Black Manifesto Challenged by Dr. McIntire in Abington
From the Philadelphia Bulletin of July 21, 1969
By Betty Medsger
Of the Bulletin Staff
The Rev. Dr. Carl McIntire stood in the rain yesterday in front of the Abington Presbyterian Church and declared that the mainstream churches of the nation should pay $3 billion in reparations to the "Bible-believing Christians."
Refused permission to read his "Christian Manifesto" at the 10 o'clock worship service, Dr. McIntire taped a copy of the Manifesto to the outside of the church. He then went to a cluster of trees and surrounded by about 150 of his followers, read the document aloud.
The Collingswood , N.J., fundamentalist leader, said his Manifesto is meant as a "challenge" to the Black Manifesto, which seeks $500 million in reparations from the nation's churches and synagogues for racial injustices.
Dr. McIntire said he wants the bulk of the reparations to go to his International Council of Christian Churches, of which he is president.
Earlier last week, Dr. McIntire had been refused permission by the church's officials to read his manifesto. He is request followed remarks made in worship service at the church of previous Sunday by Muhammed Kenyatta, Pennsylvania director of the National Black Economic Development COnference.
Kenyatta had received permission from church officials to explain the NBEDC's campaign.
Among the demands in the Christian Manifesto of Dr. McINtire is one calling for $300 million to "inform all the Negroes who have been misled by false accusations of racism and the nature of Christian brotherhood."
'Book of Freedom'
These funds, say the Christian Manifesto,should go to the fundamentalist Negro churches "separated from the National Council of Churches and the World Council of Churches."
They should be used "to persuade the Negroes in the United States and the world that their first need is Jesus Christ as presented in his Gospel and the BIble is the book of their freedom."
When Dr. McIntire appeared at the front entrance of the church yesterday at 9:52, he was met by Lowell A. Reed, a member of the session of the church.
After being informed that his request to read the Manifesto had been declined, Dr. McIntire twice asked if the session would reconsider its decisions. Reed said it would not. He welcomed Dr. McIntire as a worshiper, but said he was not welcome to read his Manifesto during the worship service.
Endorsed by Two Negroes
Dr. McIntire said he intends to present the Christian Manifesto everywhere the Black Manifesto is presented.

▶ **Data records**
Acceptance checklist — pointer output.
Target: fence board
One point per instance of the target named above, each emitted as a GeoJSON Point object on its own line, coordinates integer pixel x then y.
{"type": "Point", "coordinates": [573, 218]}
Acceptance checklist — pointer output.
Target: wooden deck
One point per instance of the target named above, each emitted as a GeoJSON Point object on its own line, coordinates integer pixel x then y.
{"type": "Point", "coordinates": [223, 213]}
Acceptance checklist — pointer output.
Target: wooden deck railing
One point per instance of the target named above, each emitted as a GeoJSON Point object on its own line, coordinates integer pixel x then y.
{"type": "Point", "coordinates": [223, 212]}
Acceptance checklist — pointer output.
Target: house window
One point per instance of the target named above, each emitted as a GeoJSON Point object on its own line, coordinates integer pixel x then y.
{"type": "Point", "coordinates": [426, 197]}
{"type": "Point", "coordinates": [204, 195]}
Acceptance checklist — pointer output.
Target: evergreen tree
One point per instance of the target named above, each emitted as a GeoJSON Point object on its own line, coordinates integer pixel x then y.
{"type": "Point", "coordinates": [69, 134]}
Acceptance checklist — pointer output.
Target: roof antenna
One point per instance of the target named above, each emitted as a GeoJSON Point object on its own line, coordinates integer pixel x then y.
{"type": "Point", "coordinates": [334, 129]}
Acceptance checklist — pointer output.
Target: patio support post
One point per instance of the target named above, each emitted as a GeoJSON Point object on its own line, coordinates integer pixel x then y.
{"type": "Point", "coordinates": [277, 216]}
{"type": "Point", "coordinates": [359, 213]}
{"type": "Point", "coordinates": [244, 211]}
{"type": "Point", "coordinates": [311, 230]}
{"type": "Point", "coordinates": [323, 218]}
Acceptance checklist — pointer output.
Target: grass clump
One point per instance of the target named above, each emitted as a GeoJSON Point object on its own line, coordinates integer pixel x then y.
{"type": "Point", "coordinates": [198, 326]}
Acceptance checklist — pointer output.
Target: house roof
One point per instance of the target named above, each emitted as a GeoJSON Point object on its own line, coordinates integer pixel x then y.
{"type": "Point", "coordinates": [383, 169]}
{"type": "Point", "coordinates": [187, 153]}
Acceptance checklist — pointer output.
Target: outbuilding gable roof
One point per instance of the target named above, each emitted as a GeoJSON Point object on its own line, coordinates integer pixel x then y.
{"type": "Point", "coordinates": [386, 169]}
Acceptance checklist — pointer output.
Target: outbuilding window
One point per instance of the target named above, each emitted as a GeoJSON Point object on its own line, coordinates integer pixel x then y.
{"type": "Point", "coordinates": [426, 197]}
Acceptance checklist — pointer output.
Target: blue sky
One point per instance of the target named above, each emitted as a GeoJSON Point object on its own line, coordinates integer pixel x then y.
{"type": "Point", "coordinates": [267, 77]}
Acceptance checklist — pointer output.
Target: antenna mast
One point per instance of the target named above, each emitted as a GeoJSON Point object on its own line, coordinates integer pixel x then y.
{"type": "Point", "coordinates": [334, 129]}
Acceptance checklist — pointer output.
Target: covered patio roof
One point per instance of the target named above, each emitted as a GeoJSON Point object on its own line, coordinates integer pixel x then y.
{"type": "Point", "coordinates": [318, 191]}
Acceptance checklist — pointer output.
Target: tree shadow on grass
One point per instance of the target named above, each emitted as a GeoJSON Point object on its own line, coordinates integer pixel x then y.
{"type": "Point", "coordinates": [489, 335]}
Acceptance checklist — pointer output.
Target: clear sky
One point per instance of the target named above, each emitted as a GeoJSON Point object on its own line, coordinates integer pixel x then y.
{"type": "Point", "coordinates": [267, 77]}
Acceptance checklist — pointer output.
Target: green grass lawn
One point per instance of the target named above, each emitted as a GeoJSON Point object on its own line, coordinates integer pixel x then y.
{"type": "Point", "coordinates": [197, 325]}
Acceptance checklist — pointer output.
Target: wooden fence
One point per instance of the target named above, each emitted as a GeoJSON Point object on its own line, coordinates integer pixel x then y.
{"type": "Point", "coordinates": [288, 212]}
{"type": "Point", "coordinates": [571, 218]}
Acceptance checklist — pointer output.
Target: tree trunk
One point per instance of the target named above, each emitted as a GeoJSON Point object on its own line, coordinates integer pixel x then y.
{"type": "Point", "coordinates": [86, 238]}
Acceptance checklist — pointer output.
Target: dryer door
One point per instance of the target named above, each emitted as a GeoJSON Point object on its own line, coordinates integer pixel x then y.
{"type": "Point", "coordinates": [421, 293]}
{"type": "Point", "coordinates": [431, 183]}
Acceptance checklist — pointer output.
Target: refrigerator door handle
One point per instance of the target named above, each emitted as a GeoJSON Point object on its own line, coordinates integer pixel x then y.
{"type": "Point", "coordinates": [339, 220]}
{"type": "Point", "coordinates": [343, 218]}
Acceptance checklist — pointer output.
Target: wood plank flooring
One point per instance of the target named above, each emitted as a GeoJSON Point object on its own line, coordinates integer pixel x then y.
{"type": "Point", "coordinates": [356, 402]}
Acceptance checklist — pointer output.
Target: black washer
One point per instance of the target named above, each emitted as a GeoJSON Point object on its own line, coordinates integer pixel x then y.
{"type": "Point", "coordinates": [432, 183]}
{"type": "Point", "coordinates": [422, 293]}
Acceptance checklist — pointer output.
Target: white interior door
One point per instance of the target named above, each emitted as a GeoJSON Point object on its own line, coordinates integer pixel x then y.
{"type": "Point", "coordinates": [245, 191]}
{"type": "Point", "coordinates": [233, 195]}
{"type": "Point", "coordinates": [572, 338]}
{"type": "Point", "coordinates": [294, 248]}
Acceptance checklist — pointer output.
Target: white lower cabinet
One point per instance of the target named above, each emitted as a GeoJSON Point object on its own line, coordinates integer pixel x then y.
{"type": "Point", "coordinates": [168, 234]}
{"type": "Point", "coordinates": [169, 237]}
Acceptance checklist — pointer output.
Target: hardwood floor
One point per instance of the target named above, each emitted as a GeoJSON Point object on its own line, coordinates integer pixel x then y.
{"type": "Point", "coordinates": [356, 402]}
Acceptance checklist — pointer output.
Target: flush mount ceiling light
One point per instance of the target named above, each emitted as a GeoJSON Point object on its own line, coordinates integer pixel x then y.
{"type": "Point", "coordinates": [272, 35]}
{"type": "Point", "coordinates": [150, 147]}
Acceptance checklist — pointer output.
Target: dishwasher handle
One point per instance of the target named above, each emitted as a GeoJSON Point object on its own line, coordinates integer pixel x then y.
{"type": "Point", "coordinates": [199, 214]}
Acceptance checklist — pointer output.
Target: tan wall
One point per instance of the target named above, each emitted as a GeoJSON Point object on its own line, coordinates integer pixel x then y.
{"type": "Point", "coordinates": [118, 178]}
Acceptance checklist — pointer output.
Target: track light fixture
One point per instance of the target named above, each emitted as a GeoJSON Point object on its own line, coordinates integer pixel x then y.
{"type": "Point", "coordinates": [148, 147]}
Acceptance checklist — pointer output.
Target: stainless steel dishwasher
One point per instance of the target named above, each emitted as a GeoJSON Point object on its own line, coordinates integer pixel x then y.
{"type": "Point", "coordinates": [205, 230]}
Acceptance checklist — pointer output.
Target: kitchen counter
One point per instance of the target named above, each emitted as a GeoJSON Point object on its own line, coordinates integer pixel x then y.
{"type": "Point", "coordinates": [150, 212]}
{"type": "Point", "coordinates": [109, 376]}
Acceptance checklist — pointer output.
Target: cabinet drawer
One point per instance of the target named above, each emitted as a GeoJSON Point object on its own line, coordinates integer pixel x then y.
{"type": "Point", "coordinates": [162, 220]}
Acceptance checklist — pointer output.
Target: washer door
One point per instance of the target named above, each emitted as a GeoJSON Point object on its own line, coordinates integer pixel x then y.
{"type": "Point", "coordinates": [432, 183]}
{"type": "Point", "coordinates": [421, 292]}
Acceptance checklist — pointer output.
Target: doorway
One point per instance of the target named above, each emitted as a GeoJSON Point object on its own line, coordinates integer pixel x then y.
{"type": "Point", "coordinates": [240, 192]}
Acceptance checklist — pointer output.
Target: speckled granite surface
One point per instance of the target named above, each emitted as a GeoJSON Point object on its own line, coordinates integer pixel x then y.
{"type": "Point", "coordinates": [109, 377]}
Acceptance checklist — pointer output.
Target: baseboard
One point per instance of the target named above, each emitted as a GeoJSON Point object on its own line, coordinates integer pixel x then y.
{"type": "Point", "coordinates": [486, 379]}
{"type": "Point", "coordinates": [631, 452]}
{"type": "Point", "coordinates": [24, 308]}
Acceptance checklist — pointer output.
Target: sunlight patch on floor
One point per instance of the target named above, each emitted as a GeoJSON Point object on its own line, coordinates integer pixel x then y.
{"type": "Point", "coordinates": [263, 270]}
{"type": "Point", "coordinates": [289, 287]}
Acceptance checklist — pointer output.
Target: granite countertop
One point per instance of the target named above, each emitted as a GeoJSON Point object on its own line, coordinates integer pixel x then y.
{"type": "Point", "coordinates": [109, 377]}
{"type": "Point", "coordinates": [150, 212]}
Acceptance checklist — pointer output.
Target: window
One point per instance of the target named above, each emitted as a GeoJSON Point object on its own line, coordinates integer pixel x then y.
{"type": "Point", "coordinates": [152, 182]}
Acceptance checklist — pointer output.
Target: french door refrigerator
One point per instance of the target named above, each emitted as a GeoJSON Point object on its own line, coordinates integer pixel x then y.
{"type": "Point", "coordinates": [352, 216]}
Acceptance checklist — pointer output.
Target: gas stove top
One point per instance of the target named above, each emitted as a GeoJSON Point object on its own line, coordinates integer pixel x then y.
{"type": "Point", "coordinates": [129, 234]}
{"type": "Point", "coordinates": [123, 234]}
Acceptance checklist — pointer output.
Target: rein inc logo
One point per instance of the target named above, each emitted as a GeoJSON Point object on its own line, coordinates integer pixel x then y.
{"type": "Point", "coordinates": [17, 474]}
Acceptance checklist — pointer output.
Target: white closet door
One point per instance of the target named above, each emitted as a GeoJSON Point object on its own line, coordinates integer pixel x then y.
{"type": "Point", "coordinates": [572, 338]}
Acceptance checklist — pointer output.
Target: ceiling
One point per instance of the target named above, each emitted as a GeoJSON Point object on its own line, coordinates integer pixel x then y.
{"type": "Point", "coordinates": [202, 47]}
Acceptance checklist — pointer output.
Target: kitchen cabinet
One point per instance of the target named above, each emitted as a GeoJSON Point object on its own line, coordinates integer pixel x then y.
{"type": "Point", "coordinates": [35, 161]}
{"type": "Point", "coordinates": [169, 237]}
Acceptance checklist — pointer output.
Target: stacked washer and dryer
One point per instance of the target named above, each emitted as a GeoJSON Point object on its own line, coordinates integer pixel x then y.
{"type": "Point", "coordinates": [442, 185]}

▶ **Activity 1**
Alter the stretch of the article on Dr. McIntire's Christian Manifesto from "After being informed" through "Manifesto is presented.", giving it again with "session" replaced by "board of elders".
▶ **Activity 2**
Carry the article on Dr. McIntire's Christian Manifesto further, beginning after its last sentence.

▶ **Reply 1**
After being informed that his request to read the Manifesto had been declined, Dr. McIntire twice asked if the board of elders would reconsider its decisions. Reed said it would not. He welcomed Dr. McIntire as a worshiper, but said he was not welcome to read his Manifesto during the worship service.
Endorsed by Two Negroes
Dr. McIntire said he intends to present the Christian Manifesto everywhere the Black Manifesto is presented.

▶ **Reply 2**
Prior to reading his Manifesto, Dr. McIntire asked two black men to endorse it. They were the Rev. K.L. Nasir, of Pakistan, and the Rev. Aaron Dumas, of Jamaica. Mr. Dumas said he plans to "work with Negroes in Washington, D.C., for Dr. McIntire."
Dr. McIntire said he thinks the men who built most of the churches and church-related institutions in America "thought like I do." Therefore, he reasoned yesterday, "we should get these buildings back."
In particular, he wants Princeton Theological Seminary, Princeton, N.J.; Drew University, Madison, N.J.; Colgate-Rochester Divinity School, New York; Southern Methodist University, Dallas; and Emory University, Atlanta.
Among the demands of the Christian Manifesto are:
- One billion dollars to be used for "evangelizing the nations and $500 million for the erection of hospitals in which the Gospel of Christ be presented..."
- $30 million for 18 publishing and printing centers in the United States and abroad to "deliver the nations from teh Communist deceptions and totalitarian powers."
- $250 million for audio-visual networks in Detroit, Chicago, Cleveland, and Washington to be "an alternative to their false racist propaganda."
'Voice of Hell'
To Dr. McIntire, the Black Manifesto is the voice of hell," he said, "not the fruit of the spirit. it is the evidence of Communist participation in the internal life of the church."
Abington and Philadelphia police as well as State Police were outside the church during and after Dr. McIntire's presentation.
The service progressed as usual inside the building. The taped copy of the Manifesto soon disappeared from its position on the inside of the front door.